*Given instruction*. Each entry that follows is to be retyped exactly. Pictures do not belong in the copy.

*Materials provided*.

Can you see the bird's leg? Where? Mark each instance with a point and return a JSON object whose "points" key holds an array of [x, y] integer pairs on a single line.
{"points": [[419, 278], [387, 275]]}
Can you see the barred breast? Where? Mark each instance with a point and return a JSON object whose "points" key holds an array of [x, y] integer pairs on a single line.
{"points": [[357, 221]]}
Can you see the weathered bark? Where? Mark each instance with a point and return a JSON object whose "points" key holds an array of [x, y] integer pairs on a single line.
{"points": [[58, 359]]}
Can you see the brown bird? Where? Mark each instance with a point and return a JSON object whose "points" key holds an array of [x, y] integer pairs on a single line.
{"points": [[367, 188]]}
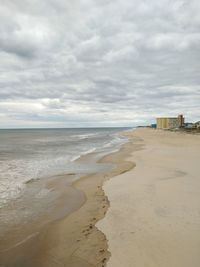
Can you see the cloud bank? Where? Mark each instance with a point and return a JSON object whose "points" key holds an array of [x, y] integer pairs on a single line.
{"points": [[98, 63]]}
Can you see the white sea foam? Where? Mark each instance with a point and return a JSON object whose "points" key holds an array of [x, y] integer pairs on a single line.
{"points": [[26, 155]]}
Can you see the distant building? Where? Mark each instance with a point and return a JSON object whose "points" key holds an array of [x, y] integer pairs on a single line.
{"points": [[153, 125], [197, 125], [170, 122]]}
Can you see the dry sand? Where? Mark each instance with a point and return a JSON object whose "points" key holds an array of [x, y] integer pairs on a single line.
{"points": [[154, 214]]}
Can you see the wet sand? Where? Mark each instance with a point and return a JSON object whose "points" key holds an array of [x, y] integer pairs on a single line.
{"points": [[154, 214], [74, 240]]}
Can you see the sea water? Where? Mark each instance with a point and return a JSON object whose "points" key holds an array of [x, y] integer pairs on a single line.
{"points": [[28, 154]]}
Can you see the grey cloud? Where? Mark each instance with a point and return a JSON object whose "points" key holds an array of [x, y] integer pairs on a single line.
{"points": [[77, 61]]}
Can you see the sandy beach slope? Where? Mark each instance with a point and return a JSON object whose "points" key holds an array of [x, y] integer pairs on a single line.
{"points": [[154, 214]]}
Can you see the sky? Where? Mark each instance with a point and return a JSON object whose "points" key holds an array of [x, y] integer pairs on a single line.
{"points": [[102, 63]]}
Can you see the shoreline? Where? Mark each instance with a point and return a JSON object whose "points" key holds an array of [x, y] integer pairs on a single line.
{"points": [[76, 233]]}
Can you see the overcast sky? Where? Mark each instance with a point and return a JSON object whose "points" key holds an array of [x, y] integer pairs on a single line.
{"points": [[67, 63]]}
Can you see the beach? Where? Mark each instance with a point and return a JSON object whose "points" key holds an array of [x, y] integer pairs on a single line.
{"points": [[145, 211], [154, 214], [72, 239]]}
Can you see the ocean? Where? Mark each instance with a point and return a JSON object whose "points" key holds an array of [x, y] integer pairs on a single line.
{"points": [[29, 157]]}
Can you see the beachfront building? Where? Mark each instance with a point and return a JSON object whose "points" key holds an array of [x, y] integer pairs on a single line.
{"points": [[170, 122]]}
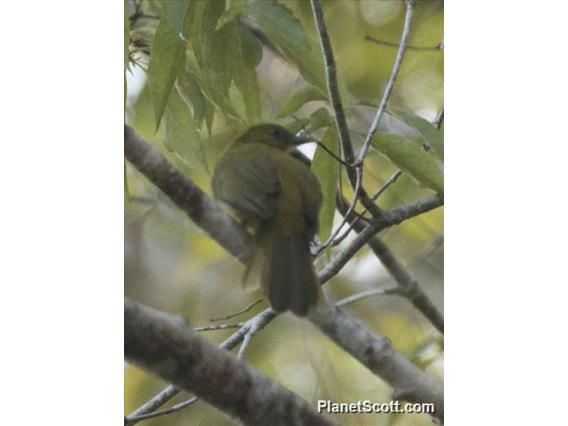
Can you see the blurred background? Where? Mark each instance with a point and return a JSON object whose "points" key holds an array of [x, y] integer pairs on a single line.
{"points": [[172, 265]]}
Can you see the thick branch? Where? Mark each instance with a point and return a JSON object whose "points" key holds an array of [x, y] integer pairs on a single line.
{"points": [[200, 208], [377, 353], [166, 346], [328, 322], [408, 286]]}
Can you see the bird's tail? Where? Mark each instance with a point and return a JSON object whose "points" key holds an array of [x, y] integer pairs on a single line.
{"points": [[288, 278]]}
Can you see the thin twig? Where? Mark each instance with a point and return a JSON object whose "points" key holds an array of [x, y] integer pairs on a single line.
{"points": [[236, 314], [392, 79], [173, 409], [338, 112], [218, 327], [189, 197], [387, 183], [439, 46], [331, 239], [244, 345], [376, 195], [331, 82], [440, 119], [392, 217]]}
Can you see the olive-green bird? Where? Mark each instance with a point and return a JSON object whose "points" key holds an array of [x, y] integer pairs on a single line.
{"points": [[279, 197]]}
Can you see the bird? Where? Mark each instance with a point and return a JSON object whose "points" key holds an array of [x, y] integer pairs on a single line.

*Solution for this problem*.
Can you see the bird's leg? Where? Mark each instance with a point and return a JSON object whose "points" key holds an array of [x, y] integer pairs on a single line.
{"points": [[419, 278], [387, 275]]}
Can you see the barred breast? Where? Mark each instance with a point and return a JSON object whose "points" key holds an array of [x, y] integer pairs on a single line.
{"points": [[357, 221]]}
Can you see the weathered bark? Where? Mark each instance with a point and return a JSON object whose "points" key holds an array of [x, y] integer pairs on a single line.
{"points": [[58, 359]]}
Can you see the brown bird? Where? Mark each instance with a point and return a JSON object whose "points" key holds an array of [x, y] integer pairs on a single line.
{"points": [[367, 188]]}
Can you see the cloud bank? Where? Mark each instance with a point and return a JSON object whose "points" key holds an array of [x, y] integer pairs on a single line.
{"points": [[98, 63]]}
Can you see the white sea foam? Where? Mark each instance with a point and return a JSON object whose "points" key holds an array of [x, y] integer pairs on a single line.
{"points": [[26, 155]]}
Can you see the distant building? Where? Mark each instance with a point and return a JSON object whose "points" key holds an array of [x, y] integer pairs on a single line.
{"points": [[153, 125], [197, 125], [170, 122]]}
Can you see the dry sand? Where? Mark each instance with a point and return a JSON object whose "points" key holds an array of [x, y] integer pairs on a single line.
{"points": [[154, 214]]}
Can you see the wet sand? Where? Mark each instance with a point and return a JSON object whose "points" key holds an array of [x, y] integer pairs on a single line.
{"points": [[154, 214], [74, 240]]}
Can you see the sea water? Where? Mark each instance with a point and return a JSON object whose "points" key holds an array of [x, y] integer pairs on a single line.
{"points": [[28, 154]]}
Can you see the grey cloud? Where? Mark each instance with a point and return a JSON object whose "points" key holds an array of [x, y] integer pairs on a single line.
{"points": [[77, 61]]}
Can you see the sandy beach slope? Where? Mark each instance with a point and return a JSON object whose "points" key holds an array of [x, y] integer pairs on a single line.
{"points": [[154, 214]]}
Can you see the sky? Where? Mark each instance with a point and return a JSON object whose "points" key holds an array of [x, y] integer pairs on a single line.
{"points": [[102, 63]]}
Can you see the shoreline? Where? Mark each instance with a point and return a JSON object whose "points" key holds an array of [x, y] integer pairs on a single line.
{"points": [[76, 233]]}
Can you see the overcast sky? Where? Mark each instance with a point and return a JSON object whose "points" key holds an array of [x, y] integer pairs on a single line.
{"points": [[67, 63]]}
Can you see the beach? Where? Mark each instance with a point and return a JSON object whose "points" key holds an array of [x, y] integer pairs on a single line.
{"points": [[145, 211], [154, 214], [72, 239]]}
Can you see the ocean? Where? Mark each instance with a point and return a JSON object whose "points" key holds an array of [x, y] integer pairs on a single line.
{"points": [[29, 157]]}
Can you see the beachfront building? Where? Mark each instance with a point and return a JSON object whose "points" key holds an array of [x, y] integer pairs on a single line.
{"points": [[170, 122]]}
Can you see the blurred background? Where? Mark each instance with a point and return a JSON object whose "points" key holds an array of [x, y] integer pairs on a single line.
{"points": [[172, 265]]}
Can you see the thick branch? Where? Mark each instance with a point and return a JSON object whose "points" key holds an array of [x, y] integer pairs on a single line.
{"points": [[200, 208], [377, 353], [166, 346], [328, 322], [408, 286]]}
Can you see the bird's tail? Where? Mark each instance with a point and return a JSON object whose "points" key holds an array of [x, y] integer pairs on a single line.
{"points": [[288, 278]]}
Can you see the thin twig? Where? Mark each instance with a point and return a JSON object whose "points" key holds an array of [x, y] integer pairs on a single line.
{"points": [[236, 314], [392, 79], [173, 409], [338, 112], [218, 327], [189, 197], [387, 183], [439, 46], [331, 239], [244, 345], [376, 195], [331, 82], [440, 119], [392, 217]]}
Can you see the olive-green bird? Where? Mark each instance with a point and return a JSON object whose "points" key holds an array of [x, y] integer pairs on a single line.
{"points": [[279, 197]]}
Can you see the bird? Where? Mark each instance with a point and return a JSON object whose "points" key holds an array of [x, y] integer pairs on a single line.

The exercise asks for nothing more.